GIVEN RECORDS:
================================

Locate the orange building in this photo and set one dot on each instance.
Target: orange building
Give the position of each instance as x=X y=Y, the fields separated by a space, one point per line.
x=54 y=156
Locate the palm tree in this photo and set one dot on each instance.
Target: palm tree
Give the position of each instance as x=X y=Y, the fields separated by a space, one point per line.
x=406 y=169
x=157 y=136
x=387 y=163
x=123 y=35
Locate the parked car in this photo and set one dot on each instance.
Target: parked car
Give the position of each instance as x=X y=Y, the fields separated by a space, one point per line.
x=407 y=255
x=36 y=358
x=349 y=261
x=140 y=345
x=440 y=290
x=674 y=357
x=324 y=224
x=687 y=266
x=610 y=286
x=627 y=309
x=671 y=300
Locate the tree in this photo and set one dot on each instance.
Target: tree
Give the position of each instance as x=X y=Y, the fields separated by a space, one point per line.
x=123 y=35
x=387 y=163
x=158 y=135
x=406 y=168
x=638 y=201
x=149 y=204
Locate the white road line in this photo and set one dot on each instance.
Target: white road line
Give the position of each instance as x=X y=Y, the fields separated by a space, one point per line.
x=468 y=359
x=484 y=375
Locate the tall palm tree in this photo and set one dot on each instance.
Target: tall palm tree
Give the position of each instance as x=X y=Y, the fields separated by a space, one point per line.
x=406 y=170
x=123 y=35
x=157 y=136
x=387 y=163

================================

WHAT IS BEING ASKED: Reproduce the material exactly, with every line intact.

OUTPUT FOR THIS TASK:
Locate the orange building in this photo and set one dot on each instance.
Target: orange building
Give the position of each instance as x=X y=Y, the fields separated by a space, one point per line.
x=54 y=156
Locate the palm tree in this photo and set one dot on each instance.
Target: palm tree
Give the position of each instance as x=X y=Y, the fields separated by a space, one point per line.
x=406 y=169
x=157 y=136
x=387 y=163
x=123 y=35
Locate the parked car in this photo and set one dot on each instance.
Target: parked car
Give the position of each instance as x=X y=Y, the fields separated by a space, one point per line.
x=407 y=255
x=36 y=358
x=349 y=261
x=140 y=345
x=440 y=290
x=674 y=357
x=324 y=224
x=687 y=266
x=610 y=286
x=627 y=309
x=671 y=300
Locate the tree in this photo and set one dot on each instance.
Target: tree
Give the position of each instance as x=X y=Y, the fields separated by a space, one point per line.
x=123 y=35
x=387 y=163
x=158 y=135
x=406 y=168
x=638 y=201
x=149 y=204
Locate the white road line in this photo and set one dot on each instance.
Target: white road line
Give the position of each instance as x=X y=Y, the fields separated by a space, one point per line.
x=468 y=359
x=484 y=375
Locate the tall palm tree in this photo and set one dot on each instance.
Target: tall palm tree
Give the position of each instance as x=X y=Y, the fields separated by a space, one point per line.
x=406 y=170
x=123 y=35
x=157 y=136
x=387 y=163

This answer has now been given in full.